[WORK TASK]: Each line of the data below that includes the string "Target" must be copied.

=-=-=-=-=

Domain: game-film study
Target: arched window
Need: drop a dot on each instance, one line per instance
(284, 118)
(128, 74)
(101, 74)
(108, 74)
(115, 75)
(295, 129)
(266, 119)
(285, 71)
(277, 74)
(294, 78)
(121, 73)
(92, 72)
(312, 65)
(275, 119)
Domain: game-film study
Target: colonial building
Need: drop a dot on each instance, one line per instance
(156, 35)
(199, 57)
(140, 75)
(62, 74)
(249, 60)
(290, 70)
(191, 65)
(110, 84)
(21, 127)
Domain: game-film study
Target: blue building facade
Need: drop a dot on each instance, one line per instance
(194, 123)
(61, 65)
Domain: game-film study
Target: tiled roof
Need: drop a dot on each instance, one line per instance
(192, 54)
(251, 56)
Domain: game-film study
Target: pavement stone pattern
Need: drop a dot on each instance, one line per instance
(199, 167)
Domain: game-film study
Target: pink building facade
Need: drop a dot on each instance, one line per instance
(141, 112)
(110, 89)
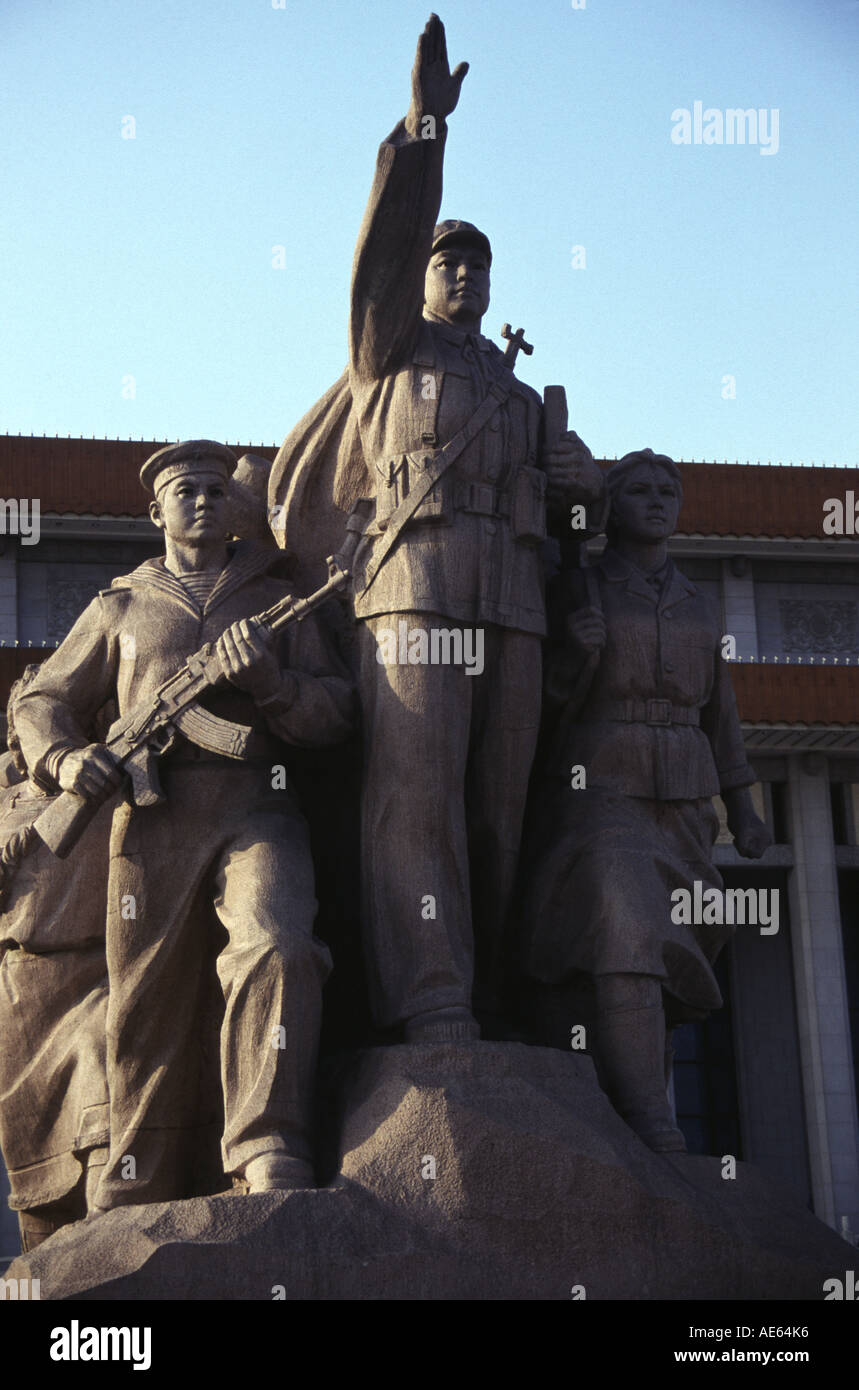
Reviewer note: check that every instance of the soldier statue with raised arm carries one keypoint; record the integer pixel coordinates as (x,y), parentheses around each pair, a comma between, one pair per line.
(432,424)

=-=-=-=-=

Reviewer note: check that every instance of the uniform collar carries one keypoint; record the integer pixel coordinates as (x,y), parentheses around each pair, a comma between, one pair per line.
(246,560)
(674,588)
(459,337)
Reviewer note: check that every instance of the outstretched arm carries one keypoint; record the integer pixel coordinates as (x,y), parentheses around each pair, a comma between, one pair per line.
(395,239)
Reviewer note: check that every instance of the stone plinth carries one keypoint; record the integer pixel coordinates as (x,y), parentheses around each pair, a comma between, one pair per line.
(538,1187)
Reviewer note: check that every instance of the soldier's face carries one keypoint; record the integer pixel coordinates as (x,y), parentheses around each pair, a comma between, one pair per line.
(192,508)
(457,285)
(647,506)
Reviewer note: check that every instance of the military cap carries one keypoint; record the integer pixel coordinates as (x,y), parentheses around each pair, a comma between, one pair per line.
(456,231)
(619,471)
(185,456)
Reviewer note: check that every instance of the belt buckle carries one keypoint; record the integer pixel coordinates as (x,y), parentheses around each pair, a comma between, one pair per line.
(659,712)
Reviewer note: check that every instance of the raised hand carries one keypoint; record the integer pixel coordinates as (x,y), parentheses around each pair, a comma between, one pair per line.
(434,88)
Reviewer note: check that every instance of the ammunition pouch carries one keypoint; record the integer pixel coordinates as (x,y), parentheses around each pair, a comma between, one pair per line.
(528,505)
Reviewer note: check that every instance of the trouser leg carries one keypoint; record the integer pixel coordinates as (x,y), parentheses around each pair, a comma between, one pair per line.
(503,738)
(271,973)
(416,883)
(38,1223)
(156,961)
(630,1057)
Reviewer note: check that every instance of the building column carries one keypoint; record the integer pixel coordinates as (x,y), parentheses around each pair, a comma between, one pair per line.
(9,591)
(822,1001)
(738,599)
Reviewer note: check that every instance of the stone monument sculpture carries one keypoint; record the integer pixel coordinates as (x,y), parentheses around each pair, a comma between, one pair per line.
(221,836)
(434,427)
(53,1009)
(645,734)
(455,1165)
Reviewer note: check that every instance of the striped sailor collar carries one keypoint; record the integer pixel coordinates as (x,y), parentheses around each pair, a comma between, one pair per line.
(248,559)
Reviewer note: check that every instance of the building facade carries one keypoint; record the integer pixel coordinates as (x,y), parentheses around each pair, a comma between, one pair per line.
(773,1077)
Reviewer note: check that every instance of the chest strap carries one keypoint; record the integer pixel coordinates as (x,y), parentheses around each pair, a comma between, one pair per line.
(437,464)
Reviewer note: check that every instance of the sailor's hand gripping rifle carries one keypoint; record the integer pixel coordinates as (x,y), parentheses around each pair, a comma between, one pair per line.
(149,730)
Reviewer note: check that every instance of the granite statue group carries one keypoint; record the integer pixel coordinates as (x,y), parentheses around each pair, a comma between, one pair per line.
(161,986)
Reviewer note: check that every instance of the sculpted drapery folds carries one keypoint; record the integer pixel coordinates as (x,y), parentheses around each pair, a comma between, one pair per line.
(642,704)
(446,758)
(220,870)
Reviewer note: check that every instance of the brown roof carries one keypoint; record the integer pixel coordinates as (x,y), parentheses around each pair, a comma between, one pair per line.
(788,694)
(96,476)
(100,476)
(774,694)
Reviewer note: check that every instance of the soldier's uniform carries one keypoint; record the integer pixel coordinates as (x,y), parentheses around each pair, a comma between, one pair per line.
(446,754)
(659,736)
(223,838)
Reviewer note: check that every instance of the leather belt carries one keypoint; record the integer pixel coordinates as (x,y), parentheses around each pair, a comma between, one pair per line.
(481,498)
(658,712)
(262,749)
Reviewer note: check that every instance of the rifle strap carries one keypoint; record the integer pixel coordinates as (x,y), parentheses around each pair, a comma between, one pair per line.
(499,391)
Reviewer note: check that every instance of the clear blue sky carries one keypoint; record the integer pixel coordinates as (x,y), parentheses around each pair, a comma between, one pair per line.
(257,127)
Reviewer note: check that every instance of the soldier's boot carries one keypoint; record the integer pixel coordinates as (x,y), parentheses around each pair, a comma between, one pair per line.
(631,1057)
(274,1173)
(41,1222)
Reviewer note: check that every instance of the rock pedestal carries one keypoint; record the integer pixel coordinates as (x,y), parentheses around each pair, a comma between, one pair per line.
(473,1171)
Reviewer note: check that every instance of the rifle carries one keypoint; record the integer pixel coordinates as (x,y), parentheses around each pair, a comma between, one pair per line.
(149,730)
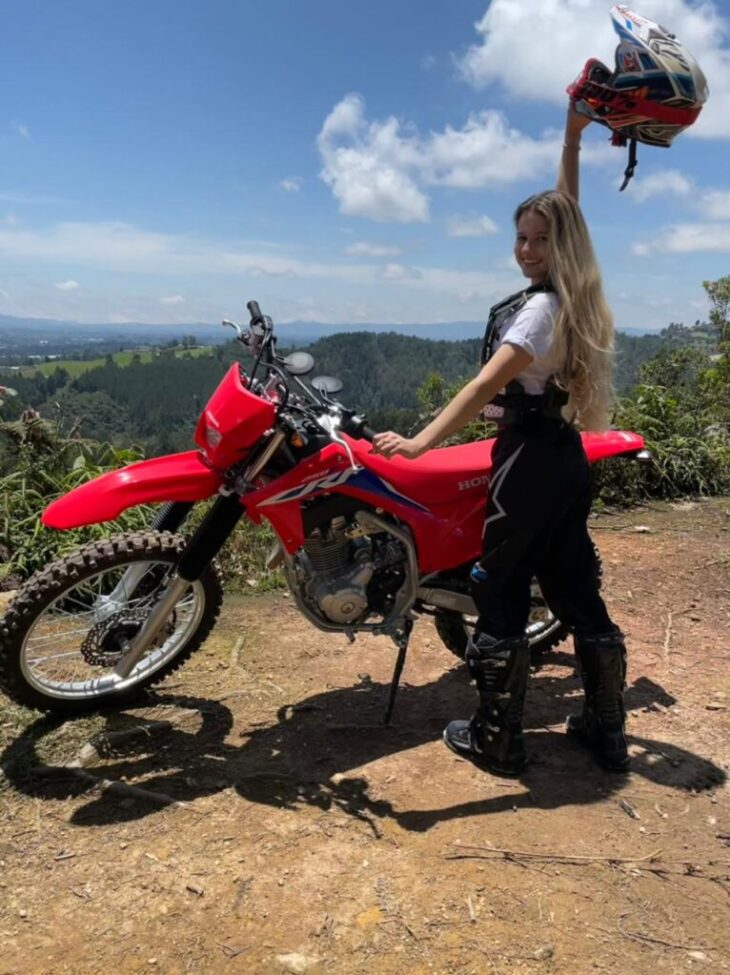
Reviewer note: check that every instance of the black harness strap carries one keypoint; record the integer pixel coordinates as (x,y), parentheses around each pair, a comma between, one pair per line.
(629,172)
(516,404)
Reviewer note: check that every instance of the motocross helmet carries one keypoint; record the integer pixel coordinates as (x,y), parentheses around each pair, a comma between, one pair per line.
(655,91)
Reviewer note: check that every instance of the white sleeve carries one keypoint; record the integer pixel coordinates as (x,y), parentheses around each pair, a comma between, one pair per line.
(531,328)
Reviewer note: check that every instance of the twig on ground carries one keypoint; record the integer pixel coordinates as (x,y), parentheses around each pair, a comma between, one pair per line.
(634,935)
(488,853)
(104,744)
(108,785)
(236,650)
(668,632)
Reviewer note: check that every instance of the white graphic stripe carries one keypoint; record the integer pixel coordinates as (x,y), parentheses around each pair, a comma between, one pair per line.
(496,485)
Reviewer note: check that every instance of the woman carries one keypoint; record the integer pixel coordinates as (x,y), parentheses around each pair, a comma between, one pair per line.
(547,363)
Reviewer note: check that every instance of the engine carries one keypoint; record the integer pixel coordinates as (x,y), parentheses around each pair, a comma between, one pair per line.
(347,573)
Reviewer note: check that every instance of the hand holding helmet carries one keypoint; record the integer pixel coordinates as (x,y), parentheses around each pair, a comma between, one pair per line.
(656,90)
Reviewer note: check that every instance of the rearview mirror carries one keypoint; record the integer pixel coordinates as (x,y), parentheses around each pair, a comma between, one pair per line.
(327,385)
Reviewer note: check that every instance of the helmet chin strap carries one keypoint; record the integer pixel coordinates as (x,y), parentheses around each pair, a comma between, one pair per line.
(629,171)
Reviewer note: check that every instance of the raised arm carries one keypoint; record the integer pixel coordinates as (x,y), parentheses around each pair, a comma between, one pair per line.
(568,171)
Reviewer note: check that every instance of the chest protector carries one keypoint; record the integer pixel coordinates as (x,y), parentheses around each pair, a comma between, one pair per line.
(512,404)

=-=-=-=-=

[EXERCISE SOLUTION]:
Target: arched window
Target: colonial building
Target: blue building facade
Target: tiled roof
Target: pavement stone pattern
Target: pink building facade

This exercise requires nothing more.